## DIRECTIONS FOR THIS TASK
Copy out every line of the records below word for word, keeping them all in their original order. Leave the pictures out of your answer.

## PROVIDED MATERIAL

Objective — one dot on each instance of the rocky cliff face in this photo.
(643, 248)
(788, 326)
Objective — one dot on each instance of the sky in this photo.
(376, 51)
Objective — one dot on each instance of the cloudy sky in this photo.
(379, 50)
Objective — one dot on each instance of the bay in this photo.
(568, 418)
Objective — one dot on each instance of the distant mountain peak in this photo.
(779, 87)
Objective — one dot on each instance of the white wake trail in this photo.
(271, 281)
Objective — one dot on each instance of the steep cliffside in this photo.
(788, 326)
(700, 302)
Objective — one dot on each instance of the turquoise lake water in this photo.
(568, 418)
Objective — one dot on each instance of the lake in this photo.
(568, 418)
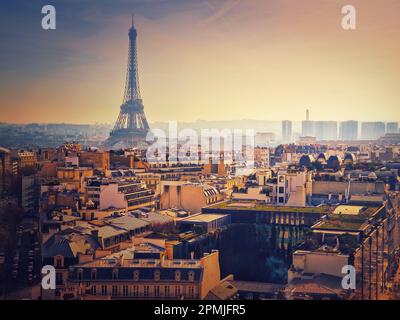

## SOLUTION TO THE EXERCISE
Objective — one dot on each instance of the rocky cliff face in this photo.
(643, 248)
(788, 326)
Objective — one dot on each instance of the sky in this photo.
(376, 51)
Objective — one dot on each instance of the cloudy sky in this photo.
(379, 50)
Objective — one dot on each instance of the bay in this photo.
(568, 418)
Objective — one dot on each instance of the distant mountain peak in this photo.
(779, 87)
Objective — one dot on each instance of the white wake trail in this photo.
(271, 281)
Objective — one dot on each instance of the steep cliffside in this photo.
(788, 326)
(700, 302)
Objective — one dot on each instance of the turquoise lake water in this photo.
(568, 418)
Objective — one dot on each instance of the lake in this photo.
(568, 418)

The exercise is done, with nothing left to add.